Canada plans to include Jamaica in a broadening of its trade agenda, which will involve India and the Middle East and traditional trading partners such as America and the United Kingdom.
Trade Minister, Mary Ng, who is leading the charge, made a trip to Jamaica last month, which is indicative of the important trade with Jamaica will play in Canada’s broadened trade agenda.
Jamaica isn’t an economic powerhouse with a gross domestic product (GDP) in 2020 of US$13.8 billion, which is minuscule compared with the US$30 trillion annual GDP of the United States, Canada’s main trading partner.
However, Jamaica has strong cultural industries, namely music, food and sports, which is why Jamaican-Canadian billionaire, Michael Lee-Chin believes Ng was mandated by Prime Minister, Justin Trudeau to work Jamaica into her agenda to diversify Canada’s portfolio of trade partners.
Lee Chin, who is the chairman of Jamaica’s biggest banking group, NCB Financial Group told the Financial Post that, “What most people do, is they gravitate toward shiny penny. Instead of saying, ‘Hm, there’s a penny there that is a little bit dusty’…It doesn’t take much to dust it off to become shiny. It’s going from dusty to shiny in that process that you create a lot of wealth.”

- - - - - - -

◆ **Work to be completed**:
Answer these from the article on Canada's trade agenda:
1. Who made a trip to Jamaica last month?
2. What was Jamaica's GDP in 2020?
3. Which banking group does Michael Lee-Chin chair?
The listing isn't needed here.

◆ **Dataset**:
- - - - - - -

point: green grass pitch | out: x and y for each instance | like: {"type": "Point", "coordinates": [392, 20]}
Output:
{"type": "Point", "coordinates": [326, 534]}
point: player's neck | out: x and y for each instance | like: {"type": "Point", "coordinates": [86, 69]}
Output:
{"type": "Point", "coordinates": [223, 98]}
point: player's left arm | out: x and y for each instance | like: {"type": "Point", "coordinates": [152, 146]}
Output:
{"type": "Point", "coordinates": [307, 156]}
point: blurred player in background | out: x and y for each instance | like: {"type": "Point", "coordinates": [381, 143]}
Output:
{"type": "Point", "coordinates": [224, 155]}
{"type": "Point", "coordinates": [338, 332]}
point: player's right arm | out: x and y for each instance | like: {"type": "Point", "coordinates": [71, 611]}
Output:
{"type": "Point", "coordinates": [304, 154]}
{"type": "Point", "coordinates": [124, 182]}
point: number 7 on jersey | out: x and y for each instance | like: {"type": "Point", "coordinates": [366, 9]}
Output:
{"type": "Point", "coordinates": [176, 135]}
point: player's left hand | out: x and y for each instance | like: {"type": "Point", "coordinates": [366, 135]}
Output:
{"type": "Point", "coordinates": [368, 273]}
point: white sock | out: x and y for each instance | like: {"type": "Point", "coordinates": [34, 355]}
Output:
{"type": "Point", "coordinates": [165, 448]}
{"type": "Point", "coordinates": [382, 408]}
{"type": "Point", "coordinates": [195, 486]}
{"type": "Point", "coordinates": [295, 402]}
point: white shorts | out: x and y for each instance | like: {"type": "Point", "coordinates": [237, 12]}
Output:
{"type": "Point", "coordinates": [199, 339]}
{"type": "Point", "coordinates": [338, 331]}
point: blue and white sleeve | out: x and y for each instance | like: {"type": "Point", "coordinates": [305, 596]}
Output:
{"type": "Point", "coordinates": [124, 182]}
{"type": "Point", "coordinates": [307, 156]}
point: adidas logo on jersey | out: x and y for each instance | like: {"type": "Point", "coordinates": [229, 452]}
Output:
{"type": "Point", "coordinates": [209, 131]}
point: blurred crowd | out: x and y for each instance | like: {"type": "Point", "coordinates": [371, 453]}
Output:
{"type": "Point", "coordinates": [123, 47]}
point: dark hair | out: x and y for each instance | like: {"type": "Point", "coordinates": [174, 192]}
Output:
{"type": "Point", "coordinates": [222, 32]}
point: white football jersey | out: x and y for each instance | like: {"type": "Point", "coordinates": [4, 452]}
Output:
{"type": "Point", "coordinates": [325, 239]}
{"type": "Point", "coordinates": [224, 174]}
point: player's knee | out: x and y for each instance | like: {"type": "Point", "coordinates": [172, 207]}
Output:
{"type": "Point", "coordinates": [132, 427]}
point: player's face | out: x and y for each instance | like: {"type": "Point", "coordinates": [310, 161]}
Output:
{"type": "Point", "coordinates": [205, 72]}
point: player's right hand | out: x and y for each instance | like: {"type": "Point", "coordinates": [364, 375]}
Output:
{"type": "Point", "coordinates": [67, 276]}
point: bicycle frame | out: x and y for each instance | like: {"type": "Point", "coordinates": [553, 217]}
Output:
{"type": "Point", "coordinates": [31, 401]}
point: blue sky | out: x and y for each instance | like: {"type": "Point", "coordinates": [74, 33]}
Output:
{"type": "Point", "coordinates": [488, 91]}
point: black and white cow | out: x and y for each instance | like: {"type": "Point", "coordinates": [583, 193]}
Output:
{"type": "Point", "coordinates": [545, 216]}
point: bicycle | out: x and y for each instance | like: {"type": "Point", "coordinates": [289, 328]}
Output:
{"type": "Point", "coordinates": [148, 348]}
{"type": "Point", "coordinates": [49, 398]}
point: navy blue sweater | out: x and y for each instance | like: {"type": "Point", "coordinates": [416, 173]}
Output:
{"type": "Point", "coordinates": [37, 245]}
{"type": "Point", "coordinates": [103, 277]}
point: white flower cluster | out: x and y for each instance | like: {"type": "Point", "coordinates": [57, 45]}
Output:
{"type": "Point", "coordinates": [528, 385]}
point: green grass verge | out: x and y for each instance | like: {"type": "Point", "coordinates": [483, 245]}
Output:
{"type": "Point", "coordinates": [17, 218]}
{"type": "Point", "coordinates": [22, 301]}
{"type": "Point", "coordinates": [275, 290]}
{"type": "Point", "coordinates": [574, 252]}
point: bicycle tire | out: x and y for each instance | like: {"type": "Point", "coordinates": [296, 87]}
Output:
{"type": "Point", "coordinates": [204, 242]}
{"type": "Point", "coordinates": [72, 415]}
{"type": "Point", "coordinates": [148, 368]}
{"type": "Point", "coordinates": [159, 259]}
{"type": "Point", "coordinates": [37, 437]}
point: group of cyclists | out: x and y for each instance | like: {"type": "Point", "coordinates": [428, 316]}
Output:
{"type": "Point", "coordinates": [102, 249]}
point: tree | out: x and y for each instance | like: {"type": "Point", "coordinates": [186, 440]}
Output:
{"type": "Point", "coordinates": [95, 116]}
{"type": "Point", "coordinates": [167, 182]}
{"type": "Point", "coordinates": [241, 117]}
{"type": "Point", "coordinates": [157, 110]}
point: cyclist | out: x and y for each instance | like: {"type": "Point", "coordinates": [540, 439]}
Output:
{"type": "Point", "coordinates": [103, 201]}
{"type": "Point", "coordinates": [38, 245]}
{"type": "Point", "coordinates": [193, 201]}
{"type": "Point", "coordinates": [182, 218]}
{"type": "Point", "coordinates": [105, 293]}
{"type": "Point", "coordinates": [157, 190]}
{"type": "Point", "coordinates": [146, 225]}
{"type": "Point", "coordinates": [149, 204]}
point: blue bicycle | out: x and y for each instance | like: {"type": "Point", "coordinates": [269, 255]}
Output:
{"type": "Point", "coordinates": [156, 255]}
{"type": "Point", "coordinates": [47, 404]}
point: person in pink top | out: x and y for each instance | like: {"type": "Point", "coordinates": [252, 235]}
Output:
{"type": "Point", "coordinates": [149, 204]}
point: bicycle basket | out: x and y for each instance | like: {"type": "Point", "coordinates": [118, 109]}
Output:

- - - - - - -

◆ **Exercise answer**:
1. Trade Minister Mary Ng
2. US$13.8 billion
3. NCB Financial Group